## Problem requirements
From the forum thread about the mucus-covered coral, copy word for word the passage that starts at "The mucos is" and ends after "fine as normal.".

## Excerpt

# # # #

Hello everyone. I left for a few days and came home to see my Green Goniopora Coral covered in a mucos which I blew of with a feeding stick quite easily but next morning it came back. Any clues as to what it might be?
The mucos is white and completely encompasses the coral. I don't believe that their is any way that it would have gotten hurt since the coral is far from anything within it path and has been fully extended for weeks now. I also give daily target feeding of Cyclopeeze. I really don't know what else is wrong. My other goniopora are acting fine as normal.
fish_ what fish do u have in the tank? if u have a clown fish they can transmit through contact damaging mucus from an anem. borneman has done a study on this at one time i believe!
also where is the specimen place in the tank. common placement is towards the bottom if im not mistaken!
the problem also can be uptake of the coral needs, sometimes they are tempermental, even with correct lighting & proper feeding the nitrogen & carbon needs are for what ever reason....> not met individualy though by the specimin & they release what ever photosynthetically fixed carbon they have left within their tissue as mucus
or it could just be a factor of growth or over stimulated water flow!
ZeroKoolNYC, is the mucous layer still coming back? The only thing I can think of that would cause a mucous layer to form over the entire coral while you were away is a bacterial bloom; or something else being released into the water that would irritate the goni. Food can sometimes cause a mucous layer, but usually not with cyclopeeze.
Either way, a couple of water changes (using RO water) should help. Running some fresh carbon should help too.
Just an extra note.....
If the mucous becomes localized in a small area on the coral body, then check to make sure food, sand, or detritus isn't settling there. If the tissue covering the body of the coral is inflating properly, then the settling of "junk" on the tissue shouldn't be an issue. The coral will move it off.
The symptoms resemble more of a reaction to an irritation in the water as opposed to an infection though.

# # # #

## Supplied data
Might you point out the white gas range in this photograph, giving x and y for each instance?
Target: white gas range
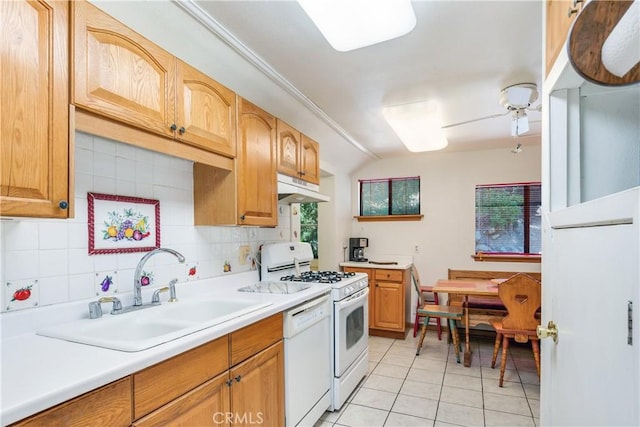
(287, 266)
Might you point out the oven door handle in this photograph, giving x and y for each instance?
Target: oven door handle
(353, 299)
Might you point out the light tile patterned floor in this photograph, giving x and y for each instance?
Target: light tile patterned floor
(433, 390)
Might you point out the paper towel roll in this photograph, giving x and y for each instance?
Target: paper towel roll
(621, 50)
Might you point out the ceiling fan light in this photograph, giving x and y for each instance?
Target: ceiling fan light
(418, 126)
(519, 124)
(519, 96)
(352, 24)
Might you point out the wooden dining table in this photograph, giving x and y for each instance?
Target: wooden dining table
(466, 288)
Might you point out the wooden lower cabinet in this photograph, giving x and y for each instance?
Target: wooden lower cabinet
(389, 300)
(109, 405)
(207, 404)
(257, 392)
(370, 272)
(388, 306)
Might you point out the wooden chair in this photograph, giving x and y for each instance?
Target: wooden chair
(422, 290)
(521, 295)
(427, 311)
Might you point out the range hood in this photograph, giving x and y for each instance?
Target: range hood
(294, 190)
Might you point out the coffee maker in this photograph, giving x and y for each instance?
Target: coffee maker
(356, 249)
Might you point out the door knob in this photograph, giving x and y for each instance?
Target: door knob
(550, 331)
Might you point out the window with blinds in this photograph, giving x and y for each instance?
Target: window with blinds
(390, 196)
(508, 219)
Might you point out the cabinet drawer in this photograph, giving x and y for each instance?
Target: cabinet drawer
(108, 405)
(252, 339)
(161, 383)
(389, 275)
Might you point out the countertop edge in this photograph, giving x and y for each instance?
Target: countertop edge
(401, 265)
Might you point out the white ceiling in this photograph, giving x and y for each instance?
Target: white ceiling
(460, 54)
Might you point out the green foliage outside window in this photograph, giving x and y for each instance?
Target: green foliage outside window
(309, 225)
(392, 196)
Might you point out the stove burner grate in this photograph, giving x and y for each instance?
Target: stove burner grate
(318, 276)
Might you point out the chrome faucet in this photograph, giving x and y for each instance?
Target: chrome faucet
(137, 283)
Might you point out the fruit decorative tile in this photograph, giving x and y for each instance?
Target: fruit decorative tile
(106, 283)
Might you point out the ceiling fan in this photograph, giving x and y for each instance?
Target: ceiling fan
(517, 100)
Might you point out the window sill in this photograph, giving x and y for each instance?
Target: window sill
(480, 257)
(389, 218)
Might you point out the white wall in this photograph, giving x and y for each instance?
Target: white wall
(446, 235)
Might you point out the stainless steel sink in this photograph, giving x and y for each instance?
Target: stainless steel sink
(140, 330)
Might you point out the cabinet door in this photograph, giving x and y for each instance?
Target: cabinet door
(205, 405)
(34, 134)
(289, 149)
(257, 392)
(109, 405)
(388, 305)
(256, 187)
(370, 280)
(120, 74)
(206, 111)
(310, 160)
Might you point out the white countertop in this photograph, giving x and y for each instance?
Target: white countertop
(39, 372)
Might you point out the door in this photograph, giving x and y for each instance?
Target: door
(205, 111)
(310, 160)
(120, 74)
(257, 391)
(34, 106)
(591, 375)
(257, 190)
(590, 268)
(289, 146)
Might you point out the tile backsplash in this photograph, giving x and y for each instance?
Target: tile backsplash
(47, 262)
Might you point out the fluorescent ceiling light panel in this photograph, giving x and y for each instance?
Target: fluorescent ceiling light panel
(352, 24)
(418, 126)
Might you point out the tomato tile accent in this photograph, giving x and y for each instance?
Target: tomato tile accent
(20, 294)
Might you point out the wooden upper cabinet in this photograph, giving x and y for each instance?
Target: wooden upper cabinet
(123, 76)
(256, 187)
(310, 160)
(206, 111)
(557, 28)
(120, 74)
(298, 155)
(289, 148)
(34, 105)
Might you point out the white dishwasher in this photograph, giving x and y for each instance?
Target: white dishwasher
(307, 360)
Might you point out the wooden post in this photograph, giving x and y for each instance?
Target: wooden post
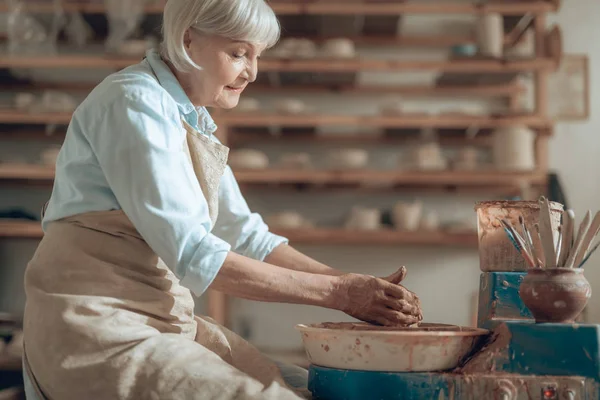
(541, 76)
(541, 98)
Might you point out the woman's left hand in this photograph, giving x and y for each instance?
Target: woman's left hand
(398, 277)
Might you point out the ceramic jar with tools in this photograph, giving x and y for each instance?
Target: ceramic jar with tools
(555, 289)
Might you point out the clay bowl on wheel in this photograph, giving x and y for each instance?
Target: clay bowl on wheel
(360, 346)
(555, 294)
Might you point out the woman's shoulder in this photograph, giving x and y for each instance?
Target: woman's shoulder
(133, 86)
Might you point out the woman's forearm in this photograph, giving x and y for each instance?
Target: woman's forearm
(286, 256)
(250, 279)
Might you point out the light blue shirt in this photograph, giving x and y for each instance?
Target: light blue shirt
(123, 150)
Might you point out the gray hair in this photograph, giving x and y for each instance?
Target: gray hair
(249, 20)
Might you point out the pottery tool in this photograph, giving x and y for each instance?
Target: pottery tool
(589, 254)
(527, 236)
(567, 237)
(587, 240)
(583, 228)
(540, 250)
(520, 359)
(558, 245)
(518, 243)
(546, 233)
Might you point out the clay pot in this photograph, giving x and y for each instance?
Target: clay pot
(555, 295)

# # # #

## Reply
The mucos is white and completely encompasses the coral. I don't believe that their is any way that it would have gotten hurt since the coral is far from anything within it path and has been fully extended for weeks now. I also give daily target feeding of Cyclopeeze. I really don't know what else is wrong. My other goniopora are acting fine as normal.